**Work required:** Go through everything from the start of the entries down to the line containing "pixel 55 360", both ends included, and replace "largest disc" with "biggest circle", leaving all else unchanged. Give back only those lines, without the pictures.

**Dataset records:**

>>>>

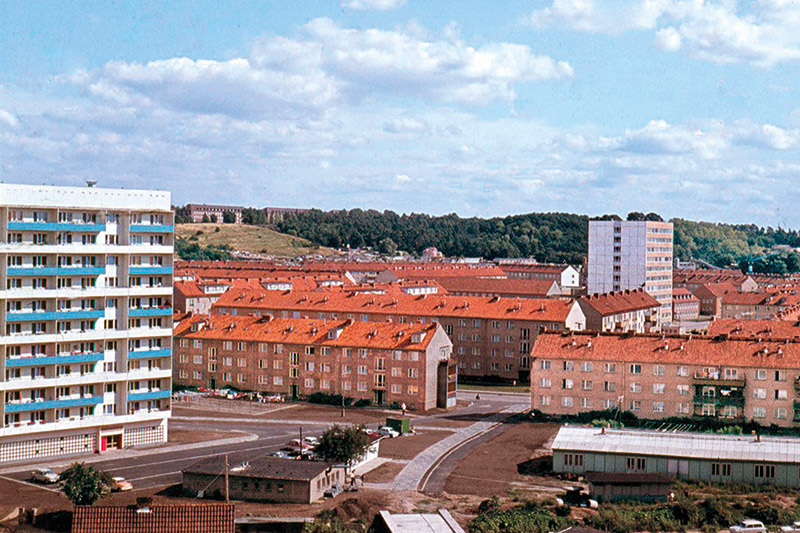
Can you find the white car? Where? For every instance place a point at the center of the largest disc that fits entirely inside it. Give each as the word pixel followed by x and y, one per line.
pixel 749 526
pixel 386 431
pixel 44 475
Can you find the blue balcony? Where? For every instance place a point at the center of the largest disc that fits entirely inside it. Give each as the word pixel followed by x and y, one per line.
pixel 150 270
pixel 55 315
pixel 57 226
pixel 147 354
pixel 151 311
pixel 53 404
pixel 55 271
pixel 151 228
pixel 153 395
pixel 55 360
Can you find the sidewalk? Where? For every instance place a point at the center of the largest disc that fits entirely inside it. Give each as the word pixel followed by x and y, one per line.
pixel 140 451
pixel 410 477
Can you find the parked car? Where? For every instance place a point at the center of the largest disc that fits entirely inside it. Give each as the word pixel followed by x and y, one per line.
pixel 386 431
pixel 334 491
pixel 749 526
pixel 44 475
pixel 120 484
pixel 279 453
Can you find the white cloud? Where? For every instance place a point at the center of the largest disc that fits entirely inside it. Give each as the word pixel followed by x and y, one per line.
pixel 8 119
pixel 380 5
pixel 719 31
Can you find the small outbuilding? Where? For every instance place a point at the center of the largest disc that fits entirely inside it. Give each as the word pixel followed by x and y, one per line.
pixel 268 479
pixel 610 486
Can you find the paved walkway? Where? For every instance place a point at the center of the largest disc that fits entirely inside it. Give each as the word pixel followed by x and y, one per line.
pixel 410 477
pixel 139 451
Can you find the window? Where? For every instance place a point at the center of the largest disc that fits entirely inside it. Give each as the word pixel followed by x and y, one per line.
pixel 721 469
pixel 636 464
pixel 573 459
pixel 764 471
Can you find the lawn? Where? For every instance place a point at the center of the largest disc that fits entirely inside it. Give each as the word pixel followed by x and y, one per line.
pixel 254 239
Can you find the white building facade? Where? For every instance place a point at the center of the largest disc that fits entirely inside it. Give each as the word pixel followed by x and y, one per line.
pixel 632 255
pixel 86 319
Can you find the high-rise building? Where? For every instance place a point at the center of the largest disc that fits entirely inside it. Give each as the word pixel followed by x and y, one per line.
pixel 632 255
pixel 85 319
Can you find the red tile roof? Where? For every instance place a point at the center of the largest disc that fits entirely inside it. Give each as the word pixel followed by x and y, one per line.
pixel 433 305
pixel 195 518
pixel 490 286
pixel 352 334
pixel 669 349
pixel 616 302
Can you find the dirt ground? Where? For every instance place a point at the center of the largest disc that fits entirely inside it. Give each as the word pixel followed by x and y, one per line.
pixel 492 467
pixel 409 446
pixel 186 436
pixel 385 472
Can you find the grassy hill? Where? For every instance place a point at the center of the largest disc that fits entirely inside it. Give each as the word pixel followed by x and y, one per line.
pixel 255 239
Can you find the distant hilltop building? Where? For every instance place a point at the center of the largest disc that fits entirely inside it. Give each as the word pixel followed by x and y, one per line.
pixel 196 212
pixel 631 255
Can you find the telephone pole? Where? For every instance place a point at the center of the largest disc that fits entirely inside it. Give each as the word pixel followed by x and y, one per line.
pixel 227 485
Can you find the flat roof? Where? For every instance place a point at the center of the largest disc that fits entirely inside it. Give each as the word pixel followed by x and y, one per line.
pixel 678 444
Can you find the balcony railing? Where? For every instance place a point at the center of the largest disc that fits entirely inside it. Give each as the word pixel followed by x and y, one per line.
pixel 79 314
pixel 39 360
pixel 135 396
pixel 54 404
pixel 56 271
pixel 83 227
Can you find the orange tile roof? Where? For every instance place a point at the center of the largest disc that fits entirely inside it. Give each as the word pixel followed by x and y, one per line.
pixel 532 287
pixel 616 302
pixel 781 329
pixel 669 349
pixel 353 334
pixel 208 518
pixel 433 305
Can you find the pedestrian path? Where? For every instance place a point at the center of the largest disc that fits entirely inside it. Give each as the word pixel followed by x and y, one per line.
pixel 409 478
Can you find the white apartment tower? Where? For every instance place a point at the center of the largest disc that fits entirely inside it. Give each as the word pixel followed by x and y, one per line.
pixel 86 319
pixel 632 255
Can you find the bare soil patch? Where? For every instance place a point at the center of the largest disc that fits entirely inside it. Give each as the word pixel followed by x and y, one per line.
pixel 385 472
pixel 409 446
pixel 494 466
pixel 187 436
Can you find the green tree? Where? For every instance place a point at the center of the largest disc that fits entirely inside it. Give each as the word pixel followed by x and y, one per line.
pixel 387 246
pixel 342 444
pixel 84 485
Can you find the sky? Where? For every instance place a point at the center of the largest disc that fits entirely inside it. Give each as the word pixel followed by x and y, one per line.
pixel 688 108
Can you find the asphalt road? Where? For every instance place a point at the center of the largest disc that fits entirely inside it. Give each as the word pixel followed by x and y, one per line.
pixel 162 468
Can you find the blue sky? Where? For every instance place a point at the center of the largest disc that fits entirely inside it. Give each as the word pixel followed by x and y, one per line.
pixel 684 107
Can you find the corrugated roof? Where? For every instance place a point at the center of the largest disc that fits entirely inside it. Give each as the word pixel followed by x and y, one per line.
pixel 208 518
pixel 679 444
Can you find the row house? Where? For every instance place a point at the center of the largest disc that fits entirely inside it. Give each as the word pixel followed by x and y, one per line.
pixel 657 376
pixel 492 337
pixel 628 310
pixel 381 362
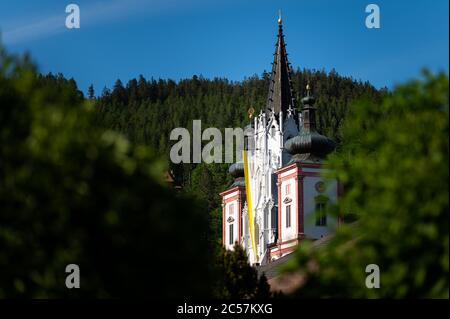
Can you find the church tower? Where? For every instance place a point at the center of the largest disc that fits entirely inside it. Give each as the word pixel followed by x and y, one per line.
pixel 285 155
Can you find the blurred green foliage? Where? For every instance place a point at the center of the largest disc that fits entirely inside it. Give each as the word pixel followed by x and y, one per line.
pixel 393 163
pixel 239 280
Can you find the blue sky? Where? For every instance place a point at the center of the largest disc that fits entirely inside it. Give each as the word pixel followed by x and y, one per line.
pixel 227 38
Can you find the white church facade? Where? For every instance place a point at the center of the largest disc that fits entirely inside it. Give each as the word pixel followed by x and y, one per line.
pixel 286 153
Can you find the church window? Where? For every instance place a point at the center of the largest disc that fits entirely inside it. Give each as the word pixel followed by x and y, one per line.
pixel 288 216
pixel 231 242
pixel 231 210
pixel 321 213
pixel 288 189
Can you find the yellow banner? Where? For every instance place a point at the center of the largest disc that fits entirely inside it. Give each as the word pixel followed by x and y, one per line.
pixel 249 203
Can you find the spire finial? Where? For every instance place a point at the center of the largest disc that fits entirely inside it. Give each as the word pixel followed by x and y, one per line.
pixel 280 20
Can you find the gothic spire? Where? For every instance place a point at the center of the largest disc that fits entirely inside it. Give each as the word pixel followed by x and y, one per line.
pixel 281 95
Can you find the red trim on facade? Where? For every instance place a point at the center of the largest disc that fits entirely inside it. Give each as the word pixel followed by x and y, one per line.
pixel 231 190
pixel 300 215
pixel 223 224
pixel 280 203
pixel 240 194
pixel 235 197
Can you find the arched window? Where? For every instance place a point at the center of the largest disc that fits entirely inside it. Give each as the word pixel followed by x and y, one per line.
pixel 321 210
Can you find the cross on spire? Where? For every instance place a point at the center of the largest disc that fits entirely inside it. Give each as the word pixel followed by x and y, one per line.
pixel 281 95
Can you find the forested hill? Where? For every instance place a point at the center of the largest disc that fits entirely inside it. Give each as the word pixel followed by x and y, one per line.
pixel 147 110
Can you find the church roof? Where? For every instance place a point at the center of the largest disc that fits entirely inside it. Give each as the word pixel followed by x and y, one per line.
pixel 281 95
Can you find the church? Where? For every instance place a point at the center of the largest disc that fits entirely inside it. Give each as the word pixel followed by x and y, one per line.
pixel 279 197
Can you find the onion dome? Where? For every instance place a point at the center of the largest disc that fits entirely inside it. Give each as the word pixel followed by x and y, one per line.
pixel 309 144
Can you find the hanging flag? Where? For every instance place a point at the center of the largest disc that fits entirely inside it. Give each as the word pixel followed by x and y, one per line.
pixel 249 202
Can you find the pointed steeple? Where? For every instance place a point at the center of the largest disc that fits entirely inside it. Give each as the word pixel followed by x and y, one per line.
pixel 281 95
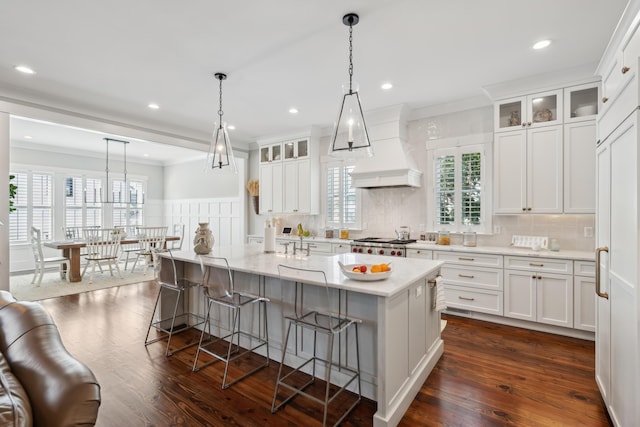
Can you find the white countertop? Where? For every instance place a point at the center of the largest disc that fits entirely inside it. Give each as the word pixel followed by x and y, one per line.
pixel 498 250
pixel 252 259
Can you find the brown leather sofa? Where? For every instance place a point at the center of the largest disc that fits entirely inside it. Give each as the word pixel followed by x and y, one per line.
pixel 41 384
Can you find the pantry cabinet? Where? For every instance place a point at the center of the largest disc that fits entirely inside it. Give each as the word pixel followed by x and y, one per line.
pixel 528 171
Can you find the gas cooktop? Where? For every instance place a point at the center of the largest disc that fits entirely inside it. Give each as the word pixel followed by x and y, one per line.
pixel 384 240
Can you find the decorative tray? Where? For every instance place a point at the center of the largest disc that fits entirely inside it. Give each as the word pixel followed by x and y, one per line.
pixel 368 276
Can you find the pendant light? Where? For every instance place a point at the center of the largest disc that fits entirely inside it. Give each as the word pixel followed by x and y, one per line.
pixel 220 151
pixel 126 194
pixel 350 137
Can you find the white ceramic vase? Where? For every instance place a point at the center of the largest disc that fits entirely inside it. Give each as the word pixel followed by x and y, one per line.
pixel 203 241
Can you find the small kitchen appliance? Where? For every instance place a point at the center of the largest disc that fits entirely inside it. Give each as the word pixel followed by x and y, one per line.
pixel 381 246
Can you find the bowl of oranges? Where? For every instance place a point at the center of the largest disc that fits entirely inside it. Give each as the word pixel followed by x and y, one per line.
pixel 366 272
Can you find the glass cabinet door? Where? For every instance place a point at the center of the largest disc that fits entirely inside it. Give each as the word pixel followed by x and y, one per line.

<<<<

**Problem solution:**
Can you find the white car? Where? For every instance place a point at the center of the biggest circle that fits entirely inside it. Give each as the word pixel followed by x and y, one per line.
pixel 749 526
pixel 386 431
pixel 44 475
Can you find the blue balcony? Where? For every instance place a point at the center of the biggest circle that fits entirely inside it. Give each as the word pixel followed by x and y, one per line.
pixel 150 270
pixel 55 315
pixel 57 226
pixel 147 354
pixel 151 311
pixel 53 404
pixel 55 271
pixel 151 228
pixel 153 395
pixel 55 360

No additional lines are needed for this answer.